## AIM OF THE TASK
Report every line of the rows below that contains the string "tower", copying each such line in full.

# EXERCISE MATERIALS start

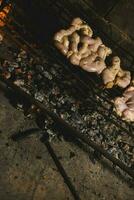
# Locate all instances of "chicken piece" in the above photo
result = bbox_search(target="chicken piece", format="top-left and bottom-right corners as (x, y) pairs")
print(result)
(69, 53), (81, 65)
(102, 56), (120, 88)
(67, 32), (80, 57)
(54, 18), (93, 42)
(55, 36), (69, 55)
(115, 69), (131, 88)
(81, 36), (102, 52)
(80, 53), (106, 74)
(114, 86), (134, 121)
(71, 18), (93, 37)
(97, 44), (112, 60)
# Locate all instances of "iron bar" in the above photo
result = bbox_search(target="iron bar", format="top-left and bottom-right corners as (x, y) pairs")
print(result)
(0, 76), (134, 178)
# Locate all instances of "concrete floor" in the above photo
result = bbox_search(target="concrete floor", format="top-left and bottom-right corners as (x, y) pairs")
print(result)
(0, 92), (134, 200)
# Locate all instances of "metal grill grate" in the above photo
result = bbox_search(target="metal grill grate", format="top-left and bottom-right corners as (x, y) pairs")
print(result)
(0, 1), (134, 181)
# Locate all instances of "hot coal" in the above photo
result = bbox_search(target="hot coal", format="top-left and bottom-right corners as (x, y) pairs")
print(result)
(0, 37), (134, 168)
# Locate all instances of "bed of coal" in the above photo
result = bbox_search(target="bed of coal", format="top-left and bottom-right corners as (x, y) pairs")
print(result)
(0, 27), (134, 175)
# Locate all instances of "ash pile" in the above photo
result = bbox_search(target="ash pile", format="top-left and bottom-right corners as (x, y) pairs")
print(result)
(0, 32), (134, 172)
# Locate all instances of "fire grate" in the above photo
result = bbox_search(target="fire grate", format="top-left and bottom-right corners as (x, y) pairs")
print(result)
(1, 1), (134, 184)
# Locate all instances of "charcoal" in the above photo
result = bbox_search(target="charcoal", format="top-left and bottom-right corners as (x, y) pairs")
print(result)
(0, 41), (134, 170)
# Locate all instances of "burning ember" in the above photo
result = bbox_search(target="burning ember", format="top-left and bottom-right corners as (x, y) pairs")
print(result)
(0, 0), (11, 27)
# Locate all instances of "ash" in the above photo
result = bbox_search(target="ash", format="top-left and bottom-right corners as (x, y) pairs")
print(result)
(0, 38), (134, 169)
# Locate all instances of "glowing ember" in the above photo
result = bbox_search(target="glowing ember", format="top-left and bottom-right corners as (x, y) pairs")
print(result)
(0, 0), (11, 27)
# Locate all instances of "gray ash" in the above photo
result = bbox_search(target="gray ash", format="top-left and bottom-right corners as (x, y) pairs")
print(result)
(0, 38), (134, 168)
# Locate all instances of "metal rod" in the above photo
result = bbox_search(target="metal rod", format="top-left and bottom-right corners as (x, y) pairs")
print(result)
(41, 137), (80, 200)
(0, 76), (134, 178)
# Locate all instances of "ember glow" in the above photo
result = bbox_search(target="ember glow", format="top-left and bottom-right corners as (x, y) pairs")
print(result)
(0, 0), (11, 27)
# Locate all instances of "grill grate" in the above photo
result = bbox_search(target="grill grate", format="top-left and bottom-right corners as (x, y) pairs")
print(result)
(0, 1), (134, 181)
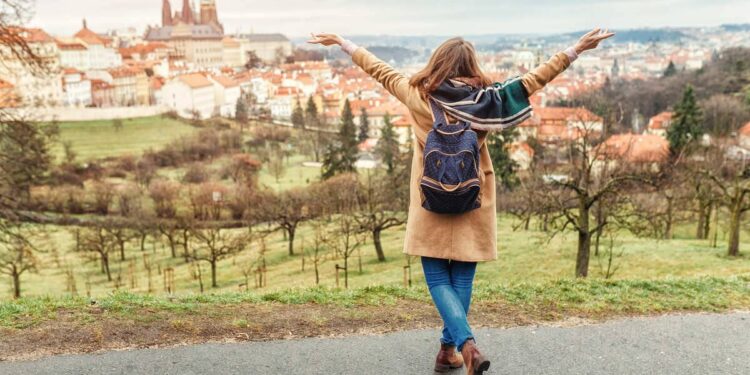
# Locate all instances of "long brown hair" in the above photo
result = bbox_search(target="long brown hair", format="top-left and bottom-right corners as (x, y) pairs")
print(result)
(409, 38), (492, 96)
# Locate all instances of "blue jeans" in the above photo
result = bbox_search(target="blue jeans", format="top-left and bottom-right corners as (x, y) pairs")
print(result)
(422, 257), (477, 351)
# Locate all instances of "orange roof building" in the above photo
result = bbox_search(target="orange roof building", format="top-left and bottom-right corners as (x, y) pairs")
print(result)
(646, 111), (674, 137)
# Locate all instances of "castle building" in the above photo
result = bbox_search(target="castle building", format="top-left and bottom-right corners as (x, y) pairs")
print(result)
(146, 0), (224, 68)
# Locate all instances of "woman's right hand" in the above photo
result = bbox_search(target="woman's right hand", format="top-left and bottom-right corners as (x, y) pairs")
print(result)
(575, 28), (615, 55)
(307, 33), (344, 47)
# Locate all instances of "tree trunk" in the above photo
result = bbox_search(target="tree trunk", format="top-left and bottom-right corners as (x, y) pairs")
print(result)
(315, 262), (320, 285)
(576, 200), (591, 278)
(13, 272), (21, 299)
(182, 231), (190, 263)
(703, 203), (714, 239)
(695, 201), (707, 240)
(167, 237), (177, 258)
(102, 255), (112, 281)
(372, 228), (385, 262)
(119, 241), (125, 262)
(286, 226), (297, 256)
(729, 202), (742, 257)
(664, 196), (674, 240)
(344, 256), (349, 289)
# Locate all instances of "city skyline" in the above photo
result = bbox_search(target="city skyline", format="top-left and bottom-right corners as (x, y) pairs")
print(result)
(31, 0), (750, 37)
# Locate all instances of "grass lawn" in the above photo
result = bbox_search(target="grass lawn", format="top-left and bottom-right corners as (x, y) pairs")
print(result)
(53, 116), (197, 160)
(7, 217), (750, 299)
(259, 155), (320, 191)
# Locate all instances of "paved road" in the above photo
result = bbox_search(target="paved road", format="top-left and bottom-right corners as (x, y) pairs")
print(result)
(0, 313), (750, 375)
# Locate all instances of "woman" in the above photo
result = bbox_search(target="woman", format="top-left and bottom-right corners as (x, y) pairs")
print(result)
(309, 29), (614, 374)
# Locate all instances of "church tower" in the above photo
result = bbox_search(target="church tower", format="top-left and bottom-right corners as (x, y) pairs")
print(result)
(161, 0), (172, 26)
(201, 0), (219, 25)
(180, 0), (195, 25)
(200, 0), (224, 31)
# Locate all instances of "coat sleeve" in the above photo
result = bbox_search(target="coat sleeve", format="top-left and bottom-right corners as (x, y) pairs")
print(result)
(352, 47), (429, 116)
(521, 52), (570, 96)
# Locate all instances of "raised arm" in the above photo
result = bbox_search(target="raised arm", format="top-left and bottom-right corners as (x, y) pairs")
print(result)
(521, 28), (615, 96)
(308, 34), (411, 106)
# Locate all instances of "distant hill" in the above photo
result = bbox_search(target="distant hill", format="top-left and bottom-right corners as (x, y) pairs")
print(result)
(721, 23), (750, 32)
(293, 24), (700, 53)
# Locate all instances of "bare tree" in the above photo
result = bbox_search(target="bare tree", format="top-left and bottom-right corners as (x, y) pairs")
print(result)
(190, 227), (249, 288)
(79, 224), (115, 281)
(703, 145), (750, 257)
(355, 174), (409, 262)
(261, 188), (315, 256)
(544, 114), (640, 277)
(0, 224), (40, 298)
(305, 217), (334, 285)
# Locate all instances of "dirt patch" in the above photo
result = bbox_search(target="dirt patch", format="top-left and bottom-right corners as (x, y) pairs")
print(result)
(0, 300), (676, 361)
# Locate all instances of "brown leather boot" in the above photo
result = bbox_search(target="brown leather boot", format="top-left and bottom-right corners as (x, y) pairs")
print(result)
(461, 339), (490, 375)
(435, 344), (464, 372)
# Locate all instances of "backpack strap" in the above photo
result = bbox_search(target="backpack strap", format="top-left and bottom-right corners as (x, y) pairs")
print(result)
(429, 97), (448, 125)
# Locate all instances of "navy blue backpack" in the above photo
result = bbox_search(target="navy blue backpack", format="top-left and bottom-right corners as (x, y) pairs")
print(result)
(419, 98), (481, 214)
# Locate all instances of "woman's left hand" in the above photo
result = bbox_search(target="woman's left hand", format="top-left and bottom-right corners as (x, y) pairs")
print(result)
(575, 28), (615, 55)
(307, 33), (344, 47)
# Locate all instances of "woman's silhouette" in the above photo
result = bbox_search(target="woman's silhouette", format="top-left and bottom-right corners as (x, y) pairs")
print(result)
(309, 29), (614, 374)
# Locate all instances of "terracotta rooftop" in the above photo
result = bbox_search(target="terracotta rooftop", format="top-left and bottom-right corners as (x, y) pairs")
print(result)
(739, 122), (750, 137)
(211, 76), (239, 87)
(594, 134), (669, 163)
(648, 112), (674, 130)
(74, 25), (112, 45)
(177, 73), (213, 89)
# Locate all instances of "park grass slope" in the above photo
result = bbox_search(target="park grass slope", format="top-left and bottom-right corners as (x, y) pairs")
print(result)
(0, 275), (750, 360)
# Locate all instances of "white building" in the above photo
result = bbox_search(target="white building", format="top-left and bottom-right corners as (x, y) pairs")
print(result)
(0, 28), (63, 107)
(63, 69), (92, 107)
(209, 76), (242, 117)
(236, 34), (294, 63)
(161, 73), (216, 119)
(71, 20), (122, 70)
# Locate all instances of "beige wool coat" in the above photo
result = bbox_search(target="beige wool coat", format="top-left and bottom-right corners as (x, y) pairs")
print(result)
(352, 47), (570, 262)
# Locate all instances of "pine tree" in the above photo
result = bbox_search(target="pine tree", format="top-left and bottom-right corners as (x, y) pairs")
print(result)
(667, 85), (703, 155)
(323, 99), (359, 179)
(375, 113), (399, 174)
(358, 108), (370, 142)
(305, 96), (320, 128)
(480, 129), (518, 190)
(234, 96), (249, 130)
(292, 98), (305, 129)
(664, 60), (677, 77)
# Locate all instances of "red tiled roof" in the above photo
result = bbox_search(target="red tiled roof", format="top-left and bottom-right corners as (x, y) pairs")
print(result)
(594, 134), (669, 163)
(211, 76), (239, 87)
(177, 73), (213, 89)
(0, 79), (15, 89)
(739, 122), (750, 136)
(6, 27), (55, 43)
(648, 112), (673, 130)
(107, 66), (138, 78)
(74, 27), (112, 45)
(508, 142), (534, 158)
(91, 79), (112, 91)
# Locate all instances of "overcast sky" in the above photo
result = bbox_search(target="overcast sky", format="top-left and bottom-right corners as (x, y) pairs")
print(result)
(26, 0), (750, 37)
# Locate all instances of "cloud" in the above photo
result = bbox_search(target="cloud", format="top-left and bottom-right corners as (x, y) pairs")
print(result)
(26, 0), (750, 36)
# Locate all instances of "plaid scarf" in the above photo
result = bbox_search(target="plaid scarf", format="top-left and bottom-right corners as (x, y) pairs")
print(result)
(430, 77), (531, 131)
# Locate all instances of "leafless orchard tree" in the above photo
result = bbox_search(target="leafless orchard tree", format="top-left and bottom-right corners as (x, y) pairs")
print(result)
(355, 170), (409, 262)
(543, 114), (648, 277)
(0, 224), (40, 298)
(702, 144), (750, 257)
(190, 227), (250, 288)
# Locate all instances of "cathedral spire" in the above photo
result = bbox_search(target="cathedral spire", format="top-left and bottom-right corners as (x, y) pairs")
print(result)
(181, 0), (195, 25)
(161, 0), (172, 26)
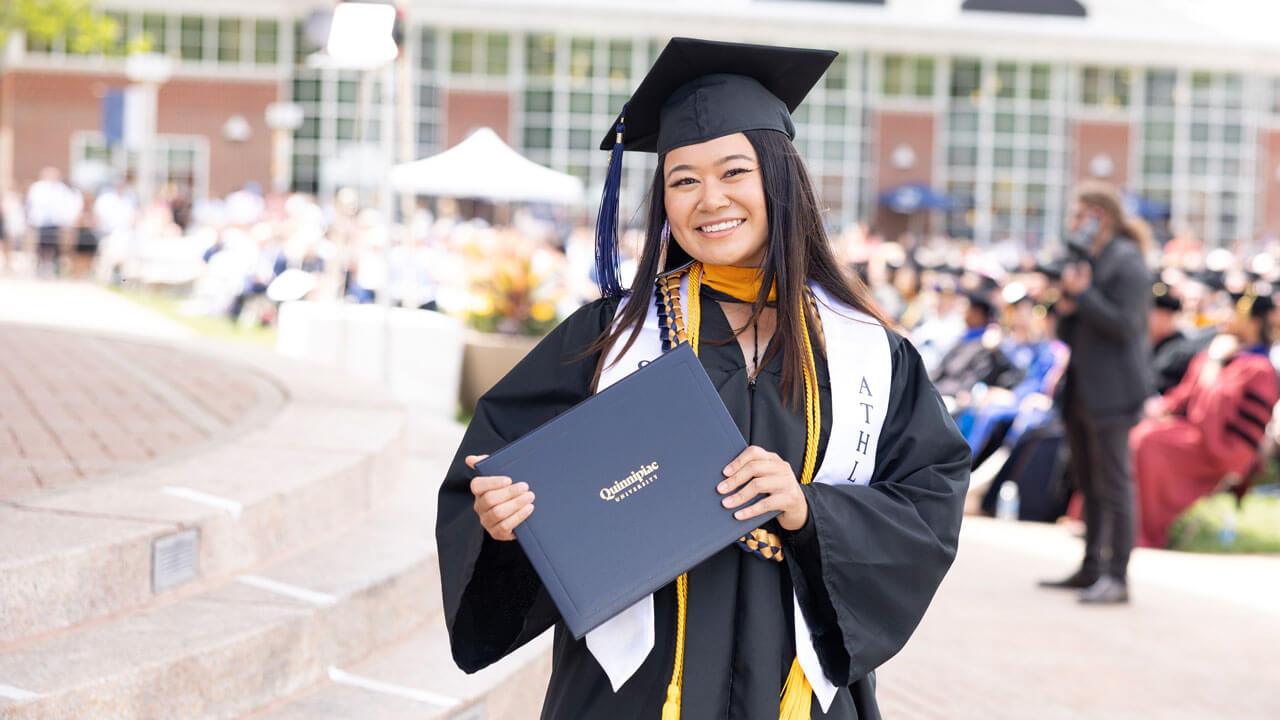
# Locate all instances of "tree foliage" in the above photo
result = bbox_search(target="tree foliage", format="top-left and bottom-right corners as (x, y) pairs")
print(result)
(0, 0), (124, 54)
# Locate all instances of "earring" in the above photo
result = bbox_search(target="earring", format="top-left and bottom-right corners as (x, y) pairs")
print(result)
(658, 220), (671, 275)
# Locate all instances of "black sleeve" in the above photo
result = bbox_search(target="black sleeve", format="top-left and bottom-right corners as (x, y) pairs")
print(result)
(783, 332), (970, 685)
(435, 294), (616, 673)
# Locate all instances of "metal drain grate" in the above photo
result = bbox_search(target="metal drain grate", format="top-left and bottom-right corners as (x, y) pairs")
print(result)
(151, 529), (200, 592)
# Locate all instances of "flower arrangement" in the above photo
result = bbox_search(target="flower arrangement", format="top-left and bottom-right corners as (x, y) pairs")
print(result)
(461, 228), (564, 336)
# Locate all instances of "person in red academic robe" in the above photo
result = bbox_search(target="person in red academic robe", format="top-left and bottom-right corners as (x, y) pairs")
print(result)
(1129, 296), (1280, 547)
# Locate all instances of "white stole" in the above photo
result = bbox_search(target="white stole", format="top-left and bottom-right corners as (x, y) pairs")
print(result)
(586, 274), (893, 712)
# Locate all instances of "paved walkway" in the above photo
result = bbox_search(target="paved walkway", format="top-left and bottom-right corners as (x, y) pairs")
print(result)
(879, 518), (1280, 720)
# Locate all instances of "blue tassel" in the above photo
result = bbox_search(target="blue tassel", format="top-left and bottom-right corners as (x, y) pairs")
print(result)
(595, 105), (627, 297)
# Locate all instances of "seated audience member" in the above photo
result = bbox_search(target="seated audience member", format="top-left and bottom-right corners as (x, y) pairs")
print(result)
(932, 291), (1023, 409)
(965, 295), (1069, 468)
(1129, 296), (1280, 547)
(1147, 283), (1198, 395)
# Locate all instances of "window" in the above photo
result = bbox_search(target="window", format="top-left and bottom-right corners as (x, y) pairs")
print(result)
(1079, 65), (1130, 108)
(525, 35), (556, 78)
(568, 37), (595, 82)
(142, 13), (169, 55)
(449, 32), (476, 76)
(253, 20), (280, 65)
(218, 18), (242, 63)
(881, 55), (933, 99)
(178, 15), (205, 60)
(449, 31), (511, 77)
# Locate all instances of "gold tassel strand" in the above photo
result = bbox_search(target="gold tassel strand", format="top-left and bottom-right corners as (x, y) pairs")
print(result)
(662, 263), (703, 720)
(778, 286), (822, 720)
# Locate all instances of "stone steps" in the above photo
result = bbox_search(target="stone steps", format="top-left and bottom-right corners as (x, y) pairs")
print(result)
(250, 604), (552, 720)
(0, 338), (406, 640)
(0, 468), (448, 719)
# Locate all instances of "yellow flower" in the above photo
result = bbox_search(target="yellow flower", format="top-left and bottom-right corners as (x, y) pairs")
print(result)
(529, 302), (556, 323)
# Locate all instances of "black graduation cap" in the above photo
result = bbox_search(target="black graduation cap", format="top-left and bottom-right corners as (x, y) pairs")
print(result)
(1231, 287), (1275, 318)
(1190, 270), (1226, 291)
(595, 37), (837, 297)
(961, 290), (996, 319)
(1151, 282), (1183, 313)
(600, 37), (837, 152)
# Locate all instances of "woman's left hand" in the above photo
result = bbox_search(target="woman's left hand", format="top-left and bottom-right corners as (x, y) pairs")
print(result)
(716, 445), (809, 530)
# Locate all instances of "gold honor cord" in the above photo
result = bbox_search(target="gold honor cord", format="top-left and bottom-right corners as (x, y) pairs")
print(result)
(659, 263), (822, 720)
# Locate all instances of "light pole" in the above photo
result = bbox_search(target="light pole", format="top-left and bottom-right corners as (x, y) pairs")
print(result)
(308, 3), (399, 384)
(124, 53), (173, 208)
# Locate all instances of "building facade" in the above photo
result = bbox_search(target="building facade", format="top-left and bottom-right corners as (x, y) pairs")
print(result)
(0, 0), (1280, 245)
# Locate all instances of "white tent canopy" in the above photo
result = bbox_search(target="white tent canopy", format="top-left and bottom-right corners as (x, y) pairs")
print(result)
(390, 128), (582, 205)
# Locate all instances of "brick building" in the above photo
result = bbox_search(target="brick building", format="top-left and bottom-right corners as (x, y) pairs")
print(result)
(0, 0), (1280, 243)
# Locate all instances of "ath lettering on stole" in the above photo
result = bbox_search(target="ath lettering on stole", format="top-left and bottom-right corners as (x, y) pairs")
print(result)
(849, 375), (876, 482)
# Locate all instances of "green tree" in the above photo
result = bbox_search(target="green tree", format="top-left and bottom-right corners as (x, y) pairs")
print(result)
(0, 0), (123, 54)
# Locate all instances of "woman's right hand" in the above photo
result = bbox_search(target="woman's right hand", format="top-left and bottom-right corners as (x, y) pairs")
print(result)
(466, 455), (534, 541)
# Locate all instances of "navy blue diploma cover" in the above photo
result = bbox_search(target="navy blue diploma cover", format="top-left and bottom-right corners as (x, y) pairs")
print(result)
(476, 343), (762, 639)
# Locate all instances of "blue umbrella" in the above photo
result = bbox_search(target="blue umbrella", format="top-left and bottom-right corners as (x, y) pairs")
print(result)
(879, 182), (956, 215)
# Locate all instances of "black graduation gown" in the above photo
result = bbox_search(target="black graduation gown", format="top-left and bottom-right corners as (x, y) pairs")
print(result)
(436, 288), (969, 720)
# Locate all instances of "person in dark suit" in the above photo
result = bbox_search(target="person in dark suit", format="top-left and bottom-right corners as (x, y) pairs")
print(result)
(1041, 182), (1152, 603)
(1148, 283), (1202, 395)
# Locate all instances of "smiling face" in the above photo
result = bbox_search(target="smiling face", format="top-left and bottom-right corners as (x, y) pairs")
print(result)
(663, 132), (769, 268)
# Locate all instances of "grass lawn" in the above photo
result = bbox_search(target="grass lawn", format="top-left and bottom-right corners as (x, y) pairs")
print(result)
(1169, 484), (1280, 552)
(109, 287), (275, 348)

# EXERCISE MATERIALS end

## EXERCISE RESULT
# Locate all instances of "church tower" in the above photo
result = bbox_search(target="church tower", format="top-left and bottom-right corners as (x, y) pairs")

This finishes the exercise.